Independent trackers documenting artificial intelligence failures show reported incidents climbing sharply. The AIAAIC Repository, an open public-interest database launched in June 2019 to catalogue incidents and controversies driven by AI, algorithms, and automation, has now logged more than 2,260 entries, with its most recent 2026 cases numbered through AIAAIC2263.
The repository's latest entries illustrate the breadth of documented harms: AI chatbots luring vulnerable gamblers to unlicensed betting websites, deepfake pornography accusations involving a German television personality, personality-rights disputes over AI-generated actors in China, and allegations that ChatGPT enabled user harm. Each entry records incident dates, locations, system developers, technologies involved, and types of harm reported.

----------

Tasks to perform:
(1) Answer these questions about the passage on the AIAAIC Repository:
(a) In what month and year was the repository launched?
(b) How many entries has it logged?
(c) Which chatbot is named in allegations of enabling user harm?
(2) From the passage on the AIAAIC Repository, list every kind of information that each entry records.
(3) Continue the passage on the AIAAIC Repository from its last sentence.
The lines that follow are not needed.

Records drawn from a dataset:

----------

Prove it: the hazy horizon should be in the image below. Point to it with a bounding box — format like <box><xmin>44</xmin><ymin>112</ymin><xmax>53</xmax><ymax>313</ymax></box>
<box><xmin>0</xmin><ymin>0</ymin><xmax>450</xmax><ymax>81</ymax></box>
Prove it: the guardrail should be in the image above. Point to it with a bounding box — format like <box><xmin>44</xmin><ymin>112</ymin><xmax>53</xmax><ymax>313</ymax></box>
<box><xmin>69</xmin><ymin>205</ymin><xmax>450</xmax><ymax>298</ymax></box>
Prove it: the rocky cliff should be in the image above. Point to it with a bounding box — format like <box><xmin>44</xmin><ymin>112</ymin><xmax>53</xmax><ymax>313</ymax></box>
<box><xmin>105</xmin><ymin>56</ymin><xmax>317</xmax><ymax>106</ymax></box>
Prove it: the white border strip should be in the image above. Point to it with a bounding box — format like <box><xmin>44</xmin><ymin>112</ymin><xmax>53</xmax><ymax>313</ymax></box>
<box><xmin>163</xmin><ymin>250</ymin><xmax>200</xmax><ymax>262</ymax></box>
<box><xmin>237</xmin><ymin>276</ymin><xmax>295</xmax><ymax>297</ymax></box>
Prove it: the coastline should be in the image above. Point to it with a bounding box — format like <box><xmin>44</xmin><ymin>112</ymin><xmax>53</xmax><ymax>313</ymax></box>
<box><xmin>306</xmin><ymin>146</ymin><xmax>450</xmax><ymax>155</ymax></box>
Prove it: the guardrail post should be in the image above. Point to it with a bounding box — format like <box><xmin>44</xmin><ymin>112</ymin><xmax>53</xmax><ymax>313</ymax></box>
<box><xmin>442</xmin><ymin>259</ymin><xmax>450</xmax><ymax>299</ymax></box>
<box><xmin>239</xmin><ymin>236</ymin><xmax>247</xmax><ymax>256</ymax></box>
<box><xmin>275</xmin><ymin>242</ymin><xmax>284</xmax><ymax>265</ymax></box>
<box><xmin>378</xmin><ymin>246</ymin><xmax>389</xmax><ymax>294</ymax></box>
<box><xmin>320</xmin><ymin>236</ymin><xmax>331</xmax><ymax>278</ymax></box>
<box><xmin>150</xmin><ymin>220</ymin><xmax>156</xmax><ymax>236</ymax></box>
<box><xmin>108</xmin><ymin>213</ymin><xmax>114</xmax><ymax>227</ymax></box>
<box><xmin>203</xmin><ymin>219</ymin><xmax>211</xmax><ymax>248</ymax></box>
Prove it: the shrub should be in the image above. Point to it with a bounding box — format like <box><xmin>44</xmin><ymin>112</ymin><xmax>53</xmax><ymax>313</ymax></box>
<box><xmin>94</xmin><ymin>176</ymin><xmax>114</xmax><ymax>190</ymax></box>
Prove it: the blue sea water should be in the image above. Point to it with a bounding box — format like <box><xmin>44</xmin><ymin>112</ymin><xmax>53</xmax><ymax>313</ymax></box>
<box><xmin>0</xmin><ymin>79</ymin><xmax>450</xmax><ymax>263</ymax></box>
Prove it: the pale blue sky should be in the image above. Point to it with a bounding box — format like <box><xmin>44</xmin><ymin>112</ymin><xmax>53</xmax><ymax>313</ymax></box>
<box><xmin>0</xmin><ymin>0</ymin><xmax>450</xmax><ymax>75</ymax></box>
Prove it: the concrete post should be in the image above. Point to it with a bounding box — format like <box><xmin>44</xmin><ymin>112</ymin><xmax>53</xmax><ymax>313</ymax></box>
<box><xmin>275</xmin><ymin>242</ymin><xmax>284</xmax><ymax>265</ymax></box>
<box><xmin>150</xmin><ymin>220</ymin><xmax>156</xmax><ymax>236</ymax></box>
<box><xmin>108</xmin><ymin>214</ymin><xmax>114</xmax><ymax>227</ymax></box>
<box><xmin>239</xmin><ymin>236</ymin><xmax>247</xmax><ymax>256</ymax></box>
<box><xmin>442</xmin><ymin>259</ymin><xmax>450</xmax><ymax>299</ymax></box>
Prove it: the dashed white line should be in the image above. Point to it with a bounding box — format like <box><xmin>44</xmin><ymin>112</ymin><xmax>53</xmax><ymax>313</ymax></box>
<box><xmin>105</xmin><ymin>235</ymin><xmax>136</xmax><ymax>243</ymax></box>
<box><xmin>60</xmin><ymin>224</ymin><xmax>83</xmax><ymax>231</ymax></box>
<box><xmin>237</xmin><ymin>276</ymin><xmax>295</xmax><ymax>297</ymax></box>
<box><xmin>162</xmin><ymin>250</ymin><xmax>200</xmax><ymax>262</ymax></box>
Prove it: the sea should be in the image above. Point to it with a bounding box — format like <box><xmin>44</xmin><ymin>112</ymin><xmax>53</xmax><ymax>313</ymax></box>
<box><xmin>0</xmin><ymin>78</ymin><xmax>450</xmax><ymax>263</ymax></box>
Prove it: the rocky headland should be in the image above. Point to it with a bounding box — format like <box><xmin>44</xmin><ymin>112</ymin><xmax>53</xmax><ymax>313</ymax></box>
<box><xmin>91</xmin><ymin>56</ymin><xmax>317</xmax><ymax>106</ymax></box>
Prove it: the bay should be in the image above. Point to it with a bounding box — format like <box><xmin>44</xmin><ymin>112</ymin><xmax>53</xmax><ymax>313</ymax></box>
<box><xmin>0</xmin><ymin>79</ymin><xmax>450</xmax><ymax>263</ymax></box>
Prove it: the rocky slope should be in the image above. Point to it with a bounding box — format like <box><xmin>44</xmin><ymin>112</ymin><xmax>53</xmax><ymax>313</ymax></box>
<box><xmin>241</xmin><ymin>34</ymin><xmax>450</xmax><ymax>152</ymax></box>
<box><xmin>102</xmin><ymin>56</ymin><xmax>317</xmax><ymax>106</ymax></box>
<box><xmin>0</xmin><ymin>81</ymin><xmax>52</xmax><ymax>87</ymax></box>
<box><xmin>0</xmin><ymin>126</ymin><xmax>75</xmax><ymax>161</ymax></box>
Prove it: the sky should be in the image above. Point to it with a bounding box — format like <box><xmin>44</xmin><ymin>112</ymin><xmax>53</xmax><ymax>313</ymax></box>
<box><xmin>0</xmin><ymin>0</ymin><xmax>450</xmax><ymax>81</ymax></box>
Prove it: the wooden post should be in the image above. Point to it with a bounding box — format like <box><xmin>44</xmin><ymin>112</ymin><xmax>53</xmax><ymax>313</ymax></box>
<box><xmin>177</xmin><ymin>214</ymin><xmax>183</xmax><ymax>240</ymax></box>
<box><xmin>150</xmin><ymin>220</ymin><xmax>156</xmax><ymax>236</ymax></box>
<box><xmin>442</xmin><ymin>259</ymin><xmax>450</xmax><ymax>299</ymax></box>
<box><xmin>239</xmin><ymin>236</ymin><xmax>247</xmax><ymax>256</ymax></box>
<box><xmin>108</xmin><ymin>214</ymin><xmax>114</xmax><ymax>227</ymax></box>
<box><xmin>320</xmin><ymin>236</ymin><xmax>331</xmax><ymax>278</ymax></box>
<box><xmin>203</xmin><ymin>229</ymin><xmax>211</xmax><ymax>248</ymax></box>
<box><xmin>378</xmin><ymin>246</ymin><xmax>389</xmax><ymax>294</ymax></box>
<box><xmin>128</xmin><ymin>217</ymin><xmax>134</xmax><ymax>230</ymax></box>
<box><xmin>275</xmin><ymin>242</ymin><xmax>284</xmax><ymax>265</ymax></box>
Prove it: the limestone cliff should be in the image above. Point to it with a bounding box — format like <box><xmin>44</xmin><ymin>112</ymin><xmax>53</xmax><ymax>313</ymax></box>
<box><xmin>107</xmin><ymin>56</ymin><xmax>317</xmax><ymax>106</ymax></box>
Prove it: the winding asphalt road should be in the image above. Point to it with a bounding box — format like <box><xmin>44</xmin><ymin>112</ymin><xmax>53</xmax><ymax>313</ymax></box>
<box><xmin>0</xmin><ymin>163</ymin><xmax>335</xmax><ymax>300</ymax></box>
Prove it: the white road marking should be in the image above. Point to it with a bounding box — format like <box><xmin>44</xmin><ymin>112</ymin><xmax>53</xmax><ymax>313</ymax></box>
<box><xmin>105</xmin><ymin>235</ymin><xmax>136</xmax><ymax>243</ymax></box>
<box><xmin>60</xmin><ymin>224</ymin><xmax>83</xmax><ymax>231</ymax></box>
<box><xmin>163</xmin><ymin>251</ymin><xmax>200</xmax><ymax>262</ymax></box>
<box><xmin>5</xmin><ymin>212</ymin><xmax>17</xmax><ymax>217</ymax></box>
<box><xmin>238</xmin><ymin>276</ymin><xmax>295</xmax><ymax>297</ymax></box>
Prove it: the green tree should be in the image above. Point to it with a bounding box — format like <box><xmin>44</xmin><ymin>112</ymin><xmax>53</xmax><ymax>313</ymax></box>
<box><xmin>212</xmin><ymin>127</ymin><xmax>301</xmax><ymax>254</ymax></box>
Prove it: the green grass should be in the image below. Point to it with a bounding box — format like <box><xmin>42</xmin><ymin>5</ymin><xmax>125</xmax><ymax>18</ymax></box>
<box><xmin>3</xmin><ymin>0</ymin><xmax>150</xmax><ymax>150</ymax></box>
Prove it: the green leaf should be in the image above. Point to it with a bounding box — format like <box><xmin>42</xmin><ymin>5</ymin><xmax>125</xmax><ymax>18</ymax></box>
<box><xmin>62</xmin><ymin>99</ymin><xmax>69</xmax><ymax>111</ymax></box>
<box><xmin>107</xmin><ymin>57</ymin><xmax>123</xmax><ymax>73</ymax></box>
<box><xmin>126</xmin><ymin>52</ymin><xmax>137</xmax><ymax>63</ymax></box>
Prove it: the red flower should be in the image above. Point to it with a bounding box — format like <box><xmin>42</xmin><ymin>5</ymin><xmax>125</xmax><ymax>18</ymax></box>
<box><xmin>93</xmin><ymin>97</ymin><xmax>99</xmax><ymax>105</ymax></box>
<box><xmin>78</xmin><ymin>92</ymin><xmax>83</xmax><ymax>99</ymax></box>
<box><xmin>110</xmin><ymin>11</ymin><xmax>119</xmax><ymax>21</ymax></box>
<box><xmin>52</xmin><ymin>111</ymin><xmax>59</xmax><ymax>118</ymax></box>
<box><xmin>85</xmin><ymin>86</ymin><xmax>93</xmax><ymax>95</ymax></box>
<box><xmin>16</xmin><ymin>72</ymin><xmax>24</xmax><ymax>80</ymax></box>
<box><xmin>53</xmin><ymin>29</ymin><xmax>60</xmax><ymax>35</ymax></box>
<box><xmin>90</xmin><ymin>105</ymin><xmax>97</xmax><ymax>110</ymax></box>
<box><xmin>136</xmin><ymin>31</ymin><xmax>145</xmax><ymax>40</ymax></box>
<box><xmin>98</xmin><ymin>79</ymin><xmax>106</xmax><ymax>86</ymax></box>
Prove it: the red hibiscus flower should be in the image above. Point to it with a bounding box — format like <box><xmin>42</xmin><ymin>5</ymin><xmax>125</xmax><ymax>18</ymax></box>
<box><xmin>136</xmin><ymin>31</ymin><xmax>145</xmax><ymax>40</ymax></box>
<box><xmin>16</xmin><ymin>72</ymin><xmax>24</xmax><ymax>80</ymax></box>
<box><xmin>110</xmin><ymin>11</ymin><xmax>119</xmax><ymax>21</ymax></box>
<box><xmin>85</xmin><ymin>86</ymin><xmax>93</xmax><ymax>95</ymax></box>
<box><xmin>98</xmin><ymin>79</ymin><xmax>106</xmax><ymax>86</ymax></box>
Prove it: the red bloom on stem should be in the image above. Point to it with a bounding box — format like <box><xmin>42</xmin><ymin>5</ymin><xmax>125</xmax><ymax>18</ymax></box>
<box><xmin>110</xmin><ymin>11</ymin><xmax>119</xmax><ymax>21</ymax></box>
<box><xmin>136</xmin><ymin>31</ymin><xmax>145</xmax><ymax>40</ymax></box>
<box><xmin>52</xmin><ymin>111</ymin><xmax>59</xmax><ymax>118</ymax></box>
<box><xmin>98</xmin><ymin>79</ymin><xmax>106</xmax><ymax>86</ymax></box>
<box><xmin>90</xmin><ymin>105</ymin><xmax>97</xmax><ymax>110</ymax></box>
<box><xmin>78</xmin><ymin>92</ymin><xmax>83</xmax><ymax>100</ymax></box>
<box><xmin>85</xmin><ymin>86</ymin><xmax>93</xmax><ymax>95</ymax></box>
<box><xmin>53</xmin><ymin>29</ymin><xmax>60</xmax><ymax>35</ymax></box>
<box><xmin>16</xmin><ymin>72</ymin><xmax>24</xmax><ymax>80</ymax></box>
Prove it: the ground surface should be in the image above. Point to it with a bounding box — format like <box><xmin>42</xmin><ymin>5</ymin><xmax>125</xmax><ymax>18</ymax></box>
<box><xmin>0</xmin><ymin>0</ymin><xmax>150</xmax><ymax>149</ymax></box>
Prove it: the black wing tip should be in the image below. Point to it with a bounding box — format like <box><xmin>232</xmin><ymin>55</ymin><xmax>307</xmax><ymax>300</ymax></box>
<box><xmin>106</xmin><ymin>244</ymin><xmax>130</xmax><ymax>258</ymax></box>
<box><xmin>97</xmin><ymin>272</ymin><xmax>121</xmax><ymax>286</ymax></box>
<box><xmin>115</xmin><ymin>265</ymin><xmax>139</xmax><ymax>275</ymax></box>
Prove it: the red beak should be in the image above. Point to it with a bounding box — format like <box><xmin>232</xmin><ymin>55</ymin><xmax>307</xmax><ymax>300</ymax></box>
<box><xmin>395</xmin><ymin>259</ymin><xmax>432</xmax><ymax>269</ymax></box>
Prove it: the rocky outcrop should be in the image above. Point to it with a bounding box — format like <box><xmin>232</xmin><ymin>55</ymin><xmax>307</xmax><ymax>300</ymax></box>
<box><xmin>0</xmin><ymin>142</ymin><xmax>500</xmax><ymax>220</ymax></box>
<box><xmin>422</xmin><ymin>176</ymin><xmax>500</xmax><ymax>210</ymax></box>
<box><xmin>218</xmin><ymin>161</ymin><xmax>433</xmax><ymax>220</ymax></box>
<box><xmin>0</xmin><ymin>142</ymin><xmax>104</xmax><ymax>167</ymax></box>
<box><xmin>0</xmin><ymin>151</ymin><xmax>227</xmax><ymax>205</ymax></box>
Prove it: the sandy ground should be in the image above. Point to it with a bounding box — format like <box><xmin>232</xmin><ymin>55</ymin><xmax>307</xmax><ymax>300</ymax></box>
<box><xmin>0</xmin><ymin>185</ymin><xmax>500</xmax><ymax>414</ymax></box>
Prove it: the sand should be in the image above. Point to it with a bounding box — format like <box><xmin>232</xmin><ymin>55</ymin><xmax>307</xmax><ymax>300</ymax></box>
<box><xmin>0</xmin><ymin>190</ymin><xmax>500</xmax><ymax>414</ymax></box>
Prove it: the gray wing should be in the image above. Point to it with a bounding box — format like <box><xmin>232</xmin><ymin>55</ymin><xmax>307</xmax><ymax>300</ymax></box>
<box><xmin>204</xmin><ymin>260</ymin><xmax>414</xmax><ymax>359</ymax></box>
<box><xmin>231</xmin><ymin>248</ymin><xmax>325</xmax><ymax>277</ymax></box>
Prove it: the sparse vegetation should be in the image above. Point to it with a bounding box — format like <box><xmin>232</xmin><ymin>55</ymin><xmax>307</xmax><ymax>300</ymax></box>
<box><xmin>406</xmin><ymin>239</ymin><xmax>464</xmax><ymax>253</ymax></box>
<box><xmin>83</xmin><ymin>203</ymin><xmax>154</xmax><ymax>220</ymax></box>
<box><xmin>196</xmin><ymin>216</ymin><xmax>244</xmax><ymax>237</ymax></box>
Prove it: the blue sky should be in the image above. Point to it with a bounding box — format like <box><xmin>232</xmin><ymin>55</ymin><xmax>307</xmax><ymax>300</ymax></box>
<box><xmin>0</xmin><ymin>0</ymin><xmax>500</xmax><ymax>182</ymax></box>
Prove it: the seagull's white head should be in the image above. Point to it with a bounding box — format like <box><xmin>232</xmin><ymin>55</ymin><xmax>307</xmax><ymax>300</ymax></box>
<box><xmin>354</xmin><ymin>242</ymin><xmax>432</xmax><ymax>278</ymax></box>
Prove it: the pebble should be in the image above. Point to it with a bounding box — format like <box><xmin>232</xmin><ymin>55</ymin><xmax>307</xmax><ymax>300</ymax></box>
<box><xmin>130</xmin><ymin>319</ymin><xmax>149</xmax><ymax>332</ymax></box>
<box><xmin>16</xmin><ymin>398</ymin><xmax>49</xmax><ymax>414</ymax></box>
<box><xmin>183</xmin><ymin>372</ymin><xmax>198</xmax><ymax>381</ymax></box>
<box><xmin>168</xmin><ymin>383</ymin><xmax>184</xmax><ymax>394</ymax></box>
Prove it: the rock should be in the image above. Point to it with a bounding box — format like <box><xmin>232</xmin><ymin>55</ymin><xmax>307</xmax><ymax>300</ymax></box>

----------

Results by task:
(1)
(a) June 2019
(b) More than 2,260
(c) ChatGPT

(2)
- Incident dates
- Locations
- System developers
- Technologies involved
- Types of harm reported

(3)
The acceleration is corroborated by parallel trackers. The AI Incident Database recorded 362 incidents in 2025, up from 233 in 2024, a 55 percent year-over-year increase. Between November 2025 and the end of January 2026 alone, that database added 108 new incident IDs. Separately, the OECD's AI Incidents and Hazards Monitor shows monthly media-reported AI content incidents rising roughly tenfold since 2020, reaching nearly 500 per month by January 2026.
Researchers caution that all of these figures likely understate the problem, since trackers rely on public media reports and many corporate AI failures are never disclosed. The AIAAIC notes that its taxonomy of incident types continues to evolve as more data is collected, and database maintainers have said that no agreed industry standard yet exists for defining and reporting a "serious" AI incident.